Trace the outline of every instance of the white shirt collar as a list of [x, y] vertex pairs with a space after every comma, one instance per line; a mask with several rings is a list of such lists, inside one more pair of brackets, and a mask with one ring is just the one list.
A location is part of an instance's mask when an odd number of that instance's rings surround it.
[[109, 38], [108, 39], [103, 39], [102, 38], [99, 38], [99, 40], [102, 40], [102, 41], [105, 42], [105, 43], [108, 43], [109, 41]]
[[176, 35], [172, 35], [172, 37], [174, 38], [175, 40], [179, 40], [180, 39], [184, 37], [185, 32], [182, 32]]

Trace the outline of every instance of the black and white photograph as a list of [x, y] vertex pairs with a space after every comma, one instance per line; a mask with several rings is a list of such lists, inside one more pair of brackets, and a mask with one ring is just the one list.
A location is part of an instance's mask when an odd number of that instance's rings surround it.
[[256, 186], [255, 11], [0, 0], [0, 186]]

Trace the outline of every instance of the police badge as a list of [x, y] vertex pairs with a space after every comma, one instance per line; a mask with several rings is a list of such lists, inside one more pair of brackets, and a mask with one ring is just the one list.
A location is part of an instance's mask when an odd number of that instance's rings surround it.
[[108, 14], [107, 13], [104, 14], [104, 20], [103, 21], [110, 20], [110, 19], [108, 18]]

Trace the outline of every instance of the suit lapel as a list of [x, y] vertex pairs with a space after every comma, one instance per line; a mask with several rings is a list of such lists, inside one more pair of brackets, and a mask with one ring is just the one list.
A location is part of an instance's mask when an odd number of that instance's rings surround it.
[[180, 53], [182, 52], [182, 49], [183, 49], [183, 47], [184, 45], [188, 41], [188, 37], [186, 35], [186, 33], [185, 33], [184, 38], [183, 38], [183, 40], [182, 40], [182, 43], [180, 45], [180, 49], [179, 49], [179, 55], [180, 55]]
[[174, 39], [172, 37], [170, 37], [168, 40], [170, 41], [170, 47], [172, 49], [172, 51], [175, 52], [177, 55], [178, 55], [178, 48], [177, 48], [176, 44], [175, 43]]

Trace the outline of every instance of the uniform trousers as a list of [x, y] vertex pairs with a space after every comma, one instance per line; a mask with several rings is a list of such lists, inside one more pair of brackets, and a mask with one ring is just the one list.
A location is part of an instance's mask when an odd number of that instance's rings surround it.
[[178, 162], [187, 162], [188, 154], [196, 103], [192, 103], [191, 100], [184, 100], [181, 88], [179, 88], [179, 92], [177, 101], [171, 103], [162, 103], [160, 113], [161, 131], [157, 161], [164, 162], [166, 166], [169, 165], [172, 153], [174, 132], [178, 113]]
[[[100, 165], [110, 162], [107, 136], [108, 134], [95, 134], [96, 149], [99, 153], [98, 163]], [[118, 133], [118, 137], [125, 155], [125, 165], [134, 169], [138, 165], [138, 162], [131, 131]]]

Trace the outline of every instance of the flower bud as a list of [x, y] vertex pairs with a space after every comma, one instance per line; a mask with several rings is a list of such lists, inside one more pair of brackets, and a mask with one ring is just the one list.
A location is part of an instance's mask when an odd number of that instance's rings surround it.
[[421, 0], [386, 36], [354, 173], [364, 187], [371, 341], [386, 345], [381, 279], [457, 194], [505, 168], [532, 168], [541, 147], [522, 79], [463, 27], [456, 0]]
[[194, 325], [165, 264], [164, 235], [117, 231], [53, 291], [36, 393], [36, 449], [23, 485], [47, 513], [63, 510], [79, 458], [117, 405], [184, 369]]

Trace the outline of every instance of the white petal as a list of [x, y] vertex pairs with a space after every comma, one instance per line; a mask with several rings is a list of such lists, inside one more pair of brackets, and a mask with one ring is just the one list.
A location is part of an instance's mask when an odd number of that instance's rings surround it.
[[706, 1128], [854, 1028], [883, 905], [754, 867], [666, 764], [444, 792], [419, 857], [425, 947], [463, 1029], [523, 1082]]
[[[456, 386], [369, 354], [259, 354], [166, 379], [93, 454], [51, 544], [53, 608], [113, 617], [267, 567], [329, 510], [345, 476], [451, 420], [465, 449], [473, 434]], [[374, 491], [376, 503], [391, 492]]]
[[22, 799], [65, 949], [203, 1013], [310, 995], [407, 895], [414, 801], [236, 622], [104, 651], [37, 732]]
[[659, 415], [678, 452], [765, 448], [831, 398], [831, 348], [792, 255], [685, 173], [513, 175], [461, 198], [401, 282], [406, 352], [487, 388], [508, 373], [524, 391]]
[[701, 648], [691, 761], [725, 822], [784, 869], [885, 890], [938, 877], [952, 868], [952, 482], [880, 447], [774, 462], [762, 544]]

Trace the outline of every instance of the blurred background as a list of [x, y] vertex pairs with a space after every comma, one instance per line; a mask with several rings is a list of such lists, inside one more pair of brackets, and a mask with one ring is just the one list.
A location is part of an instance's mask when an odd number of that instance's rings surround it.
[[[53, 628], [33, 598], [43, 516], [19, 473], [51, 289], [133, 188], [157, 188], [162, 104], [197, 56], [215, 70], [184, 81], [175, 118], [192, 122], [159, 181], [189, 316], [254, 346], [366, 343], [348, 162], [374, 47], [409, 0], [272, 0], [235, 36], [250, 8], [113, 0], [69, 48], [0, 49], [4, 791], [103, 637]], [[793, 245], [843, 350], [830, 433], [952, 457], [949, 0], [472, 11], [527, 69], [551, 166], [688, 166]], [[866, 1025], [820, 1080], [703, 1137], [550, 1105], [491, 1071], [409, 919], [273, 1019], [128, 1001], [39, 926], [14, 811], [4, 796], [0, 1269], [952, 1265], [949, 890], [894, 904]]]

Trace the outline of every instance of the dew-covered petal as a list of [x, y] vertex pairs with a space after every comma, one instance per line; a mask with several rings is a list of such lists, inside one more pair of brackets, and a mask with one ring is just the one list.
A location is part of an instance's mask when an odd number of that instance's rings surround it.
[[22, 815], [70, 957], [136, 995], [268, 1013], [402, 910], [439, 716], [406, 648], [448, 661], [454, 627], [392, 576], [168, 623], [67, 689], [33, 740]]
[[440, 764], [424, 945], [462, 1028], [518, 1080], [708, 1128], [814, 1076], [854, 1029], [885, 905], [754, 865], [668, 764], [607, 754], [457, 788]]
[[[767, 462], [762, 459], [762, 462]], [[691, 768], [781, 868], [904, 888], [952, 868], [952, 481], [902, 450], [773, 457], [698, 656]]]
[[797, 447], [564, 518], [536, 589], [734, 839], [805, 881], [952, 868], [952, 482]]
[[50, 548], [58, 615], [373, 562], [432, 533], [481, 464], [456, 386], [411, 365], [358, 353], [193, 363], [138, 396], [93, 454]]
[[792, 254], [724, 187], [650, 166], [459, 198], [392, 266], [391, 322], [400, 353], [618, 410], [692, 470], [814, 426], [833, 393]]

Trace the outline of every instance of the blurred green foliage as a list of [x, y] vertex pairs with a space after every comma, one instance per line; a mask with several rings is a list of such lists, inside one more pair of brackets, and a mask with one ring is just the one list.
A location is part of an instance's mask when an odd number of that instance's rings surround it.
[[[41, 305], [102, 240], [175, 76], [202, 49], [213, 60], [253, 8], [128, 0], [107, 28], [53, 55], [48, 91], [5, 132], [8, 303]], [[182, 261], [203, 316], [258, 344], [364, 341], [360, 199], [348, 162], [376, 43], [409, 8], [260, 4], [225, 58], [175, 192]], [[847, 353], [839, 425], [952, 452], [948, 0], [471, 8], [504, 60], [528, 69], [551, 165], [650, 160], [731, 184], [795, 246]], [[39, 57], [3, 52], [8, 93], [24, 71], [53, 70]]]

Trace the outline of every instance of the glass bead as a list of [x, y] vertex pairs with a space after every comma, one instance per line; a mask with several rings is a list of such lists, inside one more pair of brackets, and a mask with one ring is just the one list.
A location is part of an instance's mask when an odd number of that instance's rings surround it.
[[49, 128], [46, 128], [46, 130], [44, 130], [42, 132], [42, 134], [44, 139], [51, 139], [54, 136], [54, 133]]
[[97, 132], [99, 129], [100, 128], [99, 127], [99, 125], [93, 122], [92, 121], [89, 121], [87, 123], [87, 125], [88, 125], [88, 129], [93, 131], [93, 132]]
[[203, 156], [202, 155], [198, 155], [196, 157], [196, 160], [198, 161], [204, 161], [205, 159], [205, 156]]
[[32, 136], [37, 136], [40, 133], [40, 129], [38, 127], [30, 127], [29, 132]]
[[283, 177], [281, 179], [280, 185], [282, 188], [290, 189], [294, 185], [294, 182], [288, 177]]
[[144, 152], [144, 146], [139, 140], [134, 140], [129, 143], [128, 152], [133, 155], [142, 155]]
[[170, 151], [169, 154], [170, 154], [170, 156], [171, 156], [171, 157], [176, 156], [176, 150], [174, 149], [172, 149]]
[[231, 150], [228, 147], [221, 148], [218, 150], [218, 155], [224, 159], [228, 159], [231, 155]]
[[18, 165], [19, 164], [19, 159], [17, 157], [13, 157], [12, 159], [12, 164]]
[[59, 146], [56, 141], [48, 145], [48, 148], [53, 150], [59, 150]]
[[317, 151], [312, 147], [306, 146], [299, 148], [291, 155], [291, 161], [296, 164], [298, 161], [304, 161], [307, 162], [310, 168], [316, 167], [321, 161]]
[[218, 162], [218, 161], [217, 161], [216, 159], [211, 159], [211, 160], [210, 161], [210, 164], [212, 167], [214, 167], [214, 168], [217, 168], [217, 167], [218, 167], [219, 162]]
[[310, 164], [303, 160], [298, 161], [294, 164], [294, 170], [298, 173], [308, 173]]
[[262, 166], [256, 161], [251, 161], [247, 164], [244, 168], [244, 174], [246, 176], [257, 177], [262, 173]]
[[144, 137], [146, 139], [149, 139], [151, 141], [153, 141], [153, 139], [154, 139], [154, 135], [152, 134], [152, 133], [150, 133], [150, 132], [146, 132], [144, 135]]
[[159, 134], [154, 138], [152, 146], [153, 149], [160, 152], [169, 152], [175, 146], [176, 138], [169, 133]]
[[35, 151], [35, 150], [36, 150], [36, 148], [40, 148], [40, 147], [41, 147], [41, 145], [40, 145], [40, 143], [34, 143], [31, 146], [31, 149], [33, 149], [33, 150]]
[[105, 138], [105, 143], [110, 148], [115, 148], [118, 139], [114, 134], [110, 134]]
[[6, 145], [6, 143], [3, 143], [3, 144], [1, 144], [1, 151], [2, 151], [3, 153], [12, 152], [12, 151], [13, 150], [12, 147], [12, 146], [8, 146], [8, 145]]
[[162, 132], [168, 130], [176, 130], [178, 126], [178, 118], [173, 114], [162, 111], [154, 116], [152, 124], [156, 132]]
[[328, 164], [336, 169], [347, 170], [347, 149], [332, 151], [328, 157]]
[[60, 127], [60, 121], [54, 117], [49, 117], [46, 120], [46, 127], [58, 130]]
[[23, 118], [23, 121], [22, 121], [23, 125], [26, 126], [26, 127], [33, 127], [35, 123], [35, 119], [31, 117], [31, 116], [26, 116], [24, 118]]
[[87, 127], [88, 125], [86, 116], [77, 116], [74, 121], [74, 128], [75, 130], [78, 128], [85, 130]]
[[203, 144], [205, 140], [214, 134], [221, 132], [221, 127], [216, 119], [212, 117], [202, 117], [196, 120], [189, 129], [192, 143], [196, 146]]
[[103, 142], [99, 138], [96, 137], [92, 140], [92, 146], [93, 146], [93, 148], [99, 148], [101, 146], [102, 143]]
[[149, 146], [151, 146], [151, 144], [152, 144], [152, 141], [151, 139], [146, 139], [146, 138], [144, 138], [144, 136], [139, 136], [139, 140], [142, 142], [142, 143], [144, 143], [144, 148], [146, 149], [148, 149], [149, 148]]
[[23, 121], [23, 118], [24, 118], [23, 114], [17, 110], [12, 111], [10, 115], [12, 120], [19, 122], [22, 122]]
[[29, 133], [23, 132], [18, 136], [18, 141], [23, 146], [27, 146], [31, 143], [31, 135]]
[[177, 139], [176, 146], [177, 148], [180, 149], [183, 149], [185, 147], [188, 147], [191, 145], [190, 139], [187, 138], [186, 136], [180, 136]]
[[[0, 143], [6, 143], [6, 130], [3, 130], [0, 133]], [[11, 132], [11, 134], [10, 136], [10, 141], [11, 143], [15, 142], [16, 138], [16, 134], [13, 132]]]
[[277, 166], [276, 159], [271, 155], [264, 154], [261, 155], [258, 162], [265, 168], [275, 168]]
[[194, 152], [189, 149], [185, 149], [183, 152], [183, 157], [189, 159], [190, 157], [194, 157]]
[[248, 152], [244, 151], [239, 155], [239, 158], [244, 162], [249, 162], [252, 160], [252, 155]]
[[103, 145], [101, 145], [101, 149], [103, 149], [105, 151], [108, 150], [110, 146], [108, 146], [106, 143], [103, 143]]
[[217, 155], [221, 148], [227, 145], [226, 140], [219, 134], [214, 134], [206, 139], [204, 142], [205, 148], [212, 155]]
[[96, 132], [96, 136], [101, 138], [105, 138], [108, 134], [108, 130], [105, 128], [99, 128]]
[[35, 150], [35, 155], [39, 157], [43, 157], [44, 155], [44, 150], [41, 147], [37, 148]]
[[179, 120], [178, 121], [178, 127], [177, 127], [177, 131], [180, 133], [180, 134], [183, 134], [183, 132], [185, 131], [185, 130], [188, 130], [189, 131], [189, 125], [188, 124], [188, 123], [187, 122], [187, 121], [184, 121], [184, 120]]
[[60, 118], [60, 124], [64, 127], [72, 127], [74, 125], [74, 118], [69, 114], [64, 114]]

> [PROBLEM REQUIREMENTS] Write out again the rows from the line with "Trace the outline of every instance of the flower" up to and including the line with "405], [184, 369]]", requests included. Shift each outline by adding 141 to every x and y coordinate in the answers.

> [ANSWER BELOW]
Trace the outline of every instance of the flower bud as a list of [x, y] vertex pairs with a space after every comma, one instance per line; a mask with several rings is a list of such lists, inside one more pair of brackets, and a mask with one ring is just the one list.
A location is part of an instance's mask when an odd number of that instance's rings surround it.
[[562, 141], [527, 177], [495, 314], [505, 328], [512, 482], [527, 486], [522, 420], [598, 335], [646, 309], [673, 309], [682, 288], [663, 220], [604, 168], [597, 141]]
[[335, 466], [306, 405], [305, 376], [258, 372], [194, 432], [177, 534], [177, 590], [164, 626], [188, 654], [204, 651], [220, 599], [258, 546], [325, 510]]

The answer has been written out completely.